* Start STORED RECORDS *

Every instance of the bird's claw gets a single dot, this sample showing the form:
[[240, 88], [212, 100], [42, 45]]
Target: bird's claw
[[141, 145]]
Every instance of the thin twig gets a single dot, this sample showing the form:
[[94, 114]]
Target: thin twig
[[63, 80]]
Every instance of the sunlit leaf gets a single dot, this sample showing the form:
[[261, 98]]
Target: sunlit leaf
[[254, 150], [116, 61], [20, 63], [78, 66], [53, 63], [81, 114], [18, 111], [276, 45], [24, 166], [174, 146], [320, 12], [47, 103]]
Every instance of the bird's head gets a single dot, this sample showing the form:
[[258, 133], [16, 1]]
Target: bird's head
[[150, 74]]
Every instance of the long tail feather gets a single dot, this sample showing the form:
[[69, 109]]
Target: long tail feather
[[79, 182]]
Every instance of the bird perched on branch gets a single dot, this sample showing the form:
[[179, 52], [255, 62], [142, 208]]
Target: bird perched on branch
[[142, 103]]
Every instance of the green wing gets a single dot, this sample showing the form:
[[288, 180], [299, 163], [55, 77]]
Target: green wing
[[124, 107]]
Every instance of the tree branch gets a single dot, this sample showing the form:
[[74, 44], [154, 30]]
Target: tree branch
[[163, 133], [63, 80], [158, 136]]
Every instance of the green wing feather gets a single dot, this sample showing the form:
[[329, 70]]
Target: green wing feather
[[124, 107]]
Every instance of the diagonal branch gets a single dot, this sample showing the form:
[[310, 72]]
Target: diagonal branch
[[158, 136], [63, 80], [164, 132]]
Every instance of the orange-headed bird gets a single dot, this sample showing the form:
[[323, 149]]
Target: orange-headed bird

* End STORED RECORDS *

### GIVEN REQUEST:
Starting with the line that contains "Every instance of the bird perched" and going on through the end of the entries, write those lines out again, requests included. Multiply every point coordinate in the answers by 2.6 and round to whole numbers, halves up, leaving the requests and their sample formats as they are.

### ANSWER TO THIS PROBLEM:
Every instance of the bird perched on branch gets a single dot, this sample showing the form:
[[179, 52], [255, 62], [142, 208]]
Target: bird perched on branch
[[369, 268]]
Every instance of the green wing gets a single dot, this sample showing the form:
[[288, 180], [299, 163], [55, 77]]
Target: green wing
[[322, 278]]
Every instance of the tree branch gets a single dot, this sample showing the form:
[[74, 44], [154, 30]]
Target: tree branch
[[424, 346], [164, 208], [411, 354]]
Every instance of the green wing feather gets a single dot, this sample showing the form:
[[329, 70]]
Target: green wing feather
[[322, 278]]
Every instance of the diagonal branch gets a single dot, this sample showing the form:
[[310, 72]]
Target: diagonal branch
[[411, 354], [164, 208], [426, 343]]
Every instance of the orange-headed bird gets a single dot, this sample showing the form:
[[323, 149]]
Target: orange-headed bird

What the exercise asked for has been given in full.